Ein Konzept zu entwickeln und umzusetzen
kann manchmal echt nerven – und dann wieder gibt es Tage, an denen klappt
einfach alles. Einer dieser Tage war es wohl, als die EXODUS-Jungs beschlossen, ein Themenheft mit Geschichten und
Bildern zum Planeten Mars anzugehen. Was dann über ihnen hereinbrach, war auch
in der gar nicht so kurzen Geschichte dieses herausragenden Magazins für
„Science Fiction Stories & phantastische Grafik“ einzigartig: Die Stories
und Grafiken übertrafen in Anzahl und Qualität alles Erwartbare! Und so blieb
den Herausgebern um René Moreau und Heinz Wipperfürth gar nichts anderes
übrig, als eine „Doppelnummer“ zu veröffentlichen. Da man bei EXODUS immer auch darauf schaut, dass
die Bilder in bestmöglicher Form präsentiert werden, erschienen also die
Nummern 40 und 41 gleichzeitig in zwei Einzelheften (MARS, Teil 1 und 2, je 110
S.), jeweils mit umlaufendem Umschlagbild (von Dirk Berger bzw. Rainer
Schorm, denen dann auch die jeweiligen „Galerie“-Beiträge gewidmet sind),
eigenen Editorials, einer Handvoll Gedichten und zusammen mehr als zwanzig
überwiegend illustrierten Kurzgeschichten. Mit dabei sind: Andreas Eschbach, Meike Schultchen, Angela & Karlheinz Steinmüller,
Victor Boden, Norbert Stöbe, Thomas Franke, Hubert Schweizer, Horst Pukallus
und – als einziger mit zwei Stories vertreten – Christian Endres. Ein kleines „Geheimnis“ (kein Wunder bei diesem
rätselhaften Planeten) bleibt das Pseudonym Frank N. Schatz, unter dem ein „deutscher Thriller- und SF-Autor“
meine persönliche Lieblingsgeschichte „David and the Spiders“ abgeliefert hat. Bestellungen
über www.exodusmagazin.de sind ab
sofort möglich (und ein Blick auf die Backlist-Sonderangebote ist auch nicht
verkehrt).

(Erfasste Daten)
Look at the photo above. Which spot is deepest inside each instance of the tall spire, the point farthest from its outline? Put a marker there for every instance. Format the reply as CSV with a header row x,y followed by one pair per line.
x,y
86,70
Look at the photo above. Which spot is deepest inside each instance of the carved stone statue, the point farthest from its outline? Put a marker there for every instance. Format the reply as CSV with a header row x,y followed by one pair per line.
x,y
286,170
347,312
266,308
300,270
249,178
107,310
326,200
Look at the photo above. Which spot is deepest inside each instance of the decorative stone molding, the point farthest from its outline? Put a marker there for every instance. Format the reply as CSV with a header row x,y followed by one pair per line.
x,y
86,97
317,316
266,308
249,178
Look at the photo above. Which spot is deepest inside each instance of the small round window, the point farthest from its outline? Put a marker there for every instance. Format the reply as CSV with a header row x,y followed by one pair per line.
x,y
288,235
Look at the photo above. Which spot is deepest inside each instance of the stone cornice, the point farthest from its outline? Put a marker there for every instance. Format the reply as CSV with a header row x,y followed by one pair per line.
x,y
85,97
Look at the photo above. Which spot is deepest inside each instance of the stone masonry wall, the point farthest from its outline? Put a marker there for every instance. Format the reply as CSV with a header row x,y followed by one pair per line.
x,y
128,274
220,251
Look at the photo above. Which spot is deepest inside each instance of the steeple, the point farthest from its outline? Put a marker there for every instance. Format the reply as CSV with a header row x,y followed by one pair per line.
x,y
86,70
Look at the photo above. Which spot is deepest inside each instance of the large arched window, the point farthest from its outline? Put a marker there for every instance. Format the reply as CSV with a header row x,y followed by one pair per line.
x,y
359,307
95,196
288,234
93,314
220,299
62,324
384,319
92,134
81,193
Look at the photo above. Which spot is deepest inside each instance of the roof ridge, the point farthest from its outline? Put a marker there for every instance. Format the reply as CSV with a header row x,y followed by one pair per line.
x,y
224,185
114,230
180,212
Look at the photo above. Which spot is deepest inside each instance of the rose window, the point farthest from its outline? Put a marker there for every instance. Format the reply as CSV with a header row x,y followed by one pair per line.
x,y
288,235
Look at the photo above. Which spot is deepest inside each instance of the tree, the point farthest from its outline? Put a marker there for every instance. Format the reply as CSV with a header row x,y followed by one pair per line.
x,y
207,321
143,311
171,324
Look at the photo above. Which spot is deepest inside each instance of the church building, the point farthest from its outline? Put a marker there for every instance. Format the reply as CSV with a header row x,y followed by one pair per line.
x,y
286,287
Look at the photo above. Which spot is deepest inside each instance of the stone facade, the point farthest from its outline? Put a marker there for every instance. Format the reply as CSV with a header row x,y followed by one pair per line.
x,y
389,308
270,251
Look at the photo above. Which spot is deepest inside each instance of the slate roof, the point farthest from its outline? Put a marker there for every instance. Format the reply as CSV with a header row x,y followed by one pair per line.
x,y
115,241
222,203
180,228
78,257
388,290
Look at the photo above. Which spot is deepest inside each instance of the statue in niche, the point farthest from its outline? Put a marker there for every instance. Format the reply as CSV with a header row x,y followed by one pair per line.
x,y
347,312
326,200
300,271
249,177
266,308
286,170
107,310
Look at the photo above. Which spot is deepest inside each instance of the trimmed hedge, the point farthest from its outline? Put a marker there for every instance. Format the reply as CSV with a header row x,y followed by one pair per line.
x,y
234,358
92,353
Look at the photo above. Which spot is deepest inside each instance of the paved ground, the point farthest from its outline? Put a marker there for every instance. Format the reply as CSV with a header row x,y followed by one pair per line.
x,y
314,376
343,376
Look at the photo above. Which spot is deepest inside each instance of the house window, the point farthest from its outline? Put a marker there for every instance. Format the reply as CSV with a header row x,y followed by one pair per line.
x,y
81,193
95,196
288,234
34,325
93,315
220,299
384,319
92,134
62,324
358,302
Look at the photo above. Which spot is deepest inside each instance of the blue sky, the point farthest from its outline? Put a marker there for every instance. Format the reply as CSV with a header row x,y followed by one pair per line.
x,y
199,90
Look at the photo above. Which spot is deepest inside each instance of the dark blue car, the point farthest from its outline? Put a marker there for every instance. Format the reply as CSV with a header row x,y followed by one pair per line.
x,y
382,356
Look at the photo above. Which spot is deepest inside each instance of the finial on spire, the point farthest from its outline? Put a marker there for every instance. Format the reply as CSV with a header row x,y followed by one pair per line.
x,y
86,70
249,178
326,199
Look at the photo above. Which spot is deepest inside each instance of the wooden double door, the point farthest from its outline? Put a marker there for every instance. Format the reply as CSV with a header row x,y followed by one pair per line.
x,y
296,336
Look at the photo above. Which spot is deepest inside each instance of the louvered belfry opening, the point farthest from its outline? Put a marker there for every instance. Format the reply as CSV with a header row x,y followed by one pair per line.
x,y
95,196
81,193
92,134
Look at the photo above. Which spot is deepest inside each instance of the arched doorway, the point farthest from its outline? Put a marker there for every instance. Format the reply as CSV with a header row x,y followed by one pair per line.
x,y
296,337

...

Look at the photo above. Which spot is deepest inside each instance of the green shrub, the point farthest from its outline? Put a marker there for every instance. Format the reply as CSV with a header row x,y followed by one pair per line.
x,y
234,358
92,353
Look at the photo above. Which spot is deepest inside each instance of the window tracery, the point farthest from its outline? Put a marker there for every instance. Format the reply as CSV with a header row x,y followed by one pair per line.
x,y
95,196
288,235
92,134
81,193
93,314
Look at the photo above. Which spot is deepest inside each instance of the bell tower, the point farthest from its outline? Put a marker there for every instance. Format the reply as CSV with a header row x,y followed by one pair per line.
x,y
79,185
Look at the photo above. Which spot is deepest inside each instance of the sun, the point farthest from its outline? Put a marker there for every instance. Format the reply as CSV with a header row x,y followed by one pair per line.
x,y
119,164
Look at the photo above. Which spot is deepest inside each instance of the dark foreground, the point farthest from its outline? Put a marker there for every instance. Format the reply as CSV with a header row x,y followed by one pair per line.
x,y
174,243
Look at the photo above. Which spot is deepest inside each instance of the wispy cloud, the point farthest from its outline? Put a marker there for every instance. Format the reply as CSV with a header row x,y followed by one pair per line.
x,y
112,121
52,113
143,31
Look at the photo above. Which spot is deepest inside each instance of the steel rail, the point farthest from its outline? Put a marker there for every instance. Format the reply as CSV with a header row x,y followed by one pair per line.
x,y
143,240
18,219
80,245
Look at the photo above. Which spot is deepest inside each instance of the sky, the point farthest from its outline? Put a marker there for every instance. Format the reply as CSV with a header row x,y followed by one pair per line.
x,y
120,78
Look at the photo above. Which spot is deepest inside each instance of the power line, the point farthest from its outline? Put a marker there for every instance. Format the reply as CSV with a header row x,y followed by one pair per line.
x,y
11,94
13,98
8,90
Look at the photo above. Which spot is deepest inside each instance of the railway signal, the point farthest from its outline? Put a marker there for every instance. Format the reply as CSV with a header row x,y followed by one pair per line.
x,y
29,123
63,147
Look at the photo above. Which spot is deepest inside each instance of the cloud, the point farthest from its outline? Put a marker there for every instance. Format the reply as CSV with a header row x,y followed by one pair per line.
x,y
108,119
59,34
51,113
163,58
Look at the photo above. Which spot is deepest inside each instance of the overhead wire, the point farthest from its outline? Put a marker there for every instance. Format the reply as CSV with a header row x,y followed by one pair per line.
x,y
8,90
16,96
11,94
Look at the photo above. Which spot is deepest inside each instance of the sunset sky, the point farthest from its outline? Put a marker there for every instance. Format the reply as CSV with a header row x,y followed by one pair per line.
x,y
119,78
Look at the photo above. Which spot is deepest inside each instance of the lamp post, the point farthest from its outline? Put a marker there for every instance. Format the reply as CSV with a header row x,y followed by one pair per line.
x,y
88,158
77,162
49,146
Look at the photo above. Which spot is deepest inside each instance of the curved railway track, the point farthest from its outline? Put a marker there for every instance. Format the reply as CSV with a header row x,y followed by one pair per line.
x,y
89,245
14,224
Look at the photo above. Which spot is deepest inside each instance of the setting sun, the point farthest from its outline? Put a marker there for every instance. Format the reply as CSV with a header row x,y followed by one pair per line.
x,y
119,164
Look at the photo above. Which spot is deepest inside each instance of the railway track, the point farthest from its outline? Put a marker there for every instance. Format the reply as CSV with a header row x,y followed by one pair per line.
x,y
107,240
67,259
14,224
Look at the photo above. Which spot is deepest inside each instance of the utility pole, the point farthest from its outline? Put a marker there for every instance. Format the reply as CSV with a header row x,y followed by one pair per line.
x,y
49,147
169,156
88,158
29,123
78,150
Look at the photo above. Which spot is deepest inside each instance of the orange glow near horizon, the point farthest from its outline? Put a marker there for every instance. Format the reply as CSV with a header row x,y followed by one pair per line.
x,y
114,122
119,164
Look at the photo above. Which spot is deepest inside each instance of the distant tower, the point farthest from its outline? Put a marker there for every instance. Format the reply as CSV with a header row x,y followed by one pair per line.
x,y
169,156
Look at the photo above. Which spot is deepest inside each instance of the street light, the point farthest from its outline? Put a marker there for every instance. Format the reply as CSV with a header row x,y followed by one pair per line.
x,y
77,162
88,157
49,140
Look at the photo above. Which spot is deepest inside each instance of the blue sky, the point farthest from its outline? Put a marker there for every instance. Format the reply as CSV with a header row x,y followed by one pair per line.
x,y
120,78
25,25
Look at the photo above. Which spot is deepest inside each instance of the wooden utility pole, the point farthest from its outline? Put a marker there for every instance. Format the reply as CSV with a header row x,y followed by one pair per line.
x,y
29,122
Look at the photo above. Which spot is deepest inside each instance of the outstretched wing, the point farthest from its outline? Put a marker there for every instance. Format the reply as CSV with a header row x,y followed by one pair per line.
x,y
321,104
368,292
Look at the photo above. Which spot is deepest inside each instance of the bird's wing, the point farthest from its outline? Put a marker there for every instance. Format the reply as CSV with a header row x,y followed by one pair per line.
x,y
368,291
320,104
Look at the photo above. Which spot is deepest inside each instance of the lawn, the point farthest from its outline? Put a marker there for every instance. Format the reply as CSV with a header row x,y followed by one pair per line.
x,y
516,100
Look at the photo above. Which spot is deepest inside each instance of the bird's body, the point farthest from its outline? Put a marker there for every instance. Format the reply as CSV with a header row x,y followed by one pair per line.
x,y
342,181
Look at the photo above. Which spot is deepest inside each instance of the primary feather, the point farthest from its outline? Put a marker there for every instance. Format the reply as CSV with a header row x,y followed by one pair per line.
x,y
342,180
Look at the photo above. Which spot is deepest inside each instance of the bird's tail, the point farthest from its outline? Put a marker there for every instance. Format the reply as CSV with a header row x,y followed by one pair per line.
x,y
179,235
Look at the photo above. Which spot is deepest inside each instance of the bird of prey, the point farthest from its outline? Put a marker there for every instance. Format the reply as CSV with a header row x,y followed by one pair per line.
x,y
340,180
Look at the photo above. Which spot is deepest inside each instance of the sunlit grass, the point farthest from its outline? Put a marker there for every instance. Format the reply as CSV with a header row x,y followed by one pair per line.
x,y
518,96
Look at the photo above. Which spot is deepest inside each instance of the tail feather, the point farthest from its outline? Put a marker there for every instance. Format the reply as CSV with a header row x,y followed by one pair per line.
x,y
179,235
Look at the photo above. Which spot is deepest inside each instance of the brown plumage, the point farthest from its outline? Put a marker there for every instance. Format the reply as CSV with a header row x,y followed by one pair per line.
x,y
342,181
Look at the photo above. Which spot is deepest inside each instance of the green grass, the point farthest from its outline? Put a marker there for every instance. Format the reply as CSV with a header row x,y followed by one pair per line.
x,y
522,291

> [WORUM ES GEHT]
Beantworte anhand des Textauszugs diese Fragen:
1. Welche EXODUS-Nummern erschienen gleichzeitig in zwei Einzelheften?
2. Von wem stammen die Umschlagbilder der beiden Hefte?
3. Welcher Autor ist als einziger mit zwei Stories vertreten?

> [LÖSUNG UNTEN]
1. Die Nummern 40 und 41.
2. Von Dirk Berger und Rainer Schorm.
3. Christian Endres.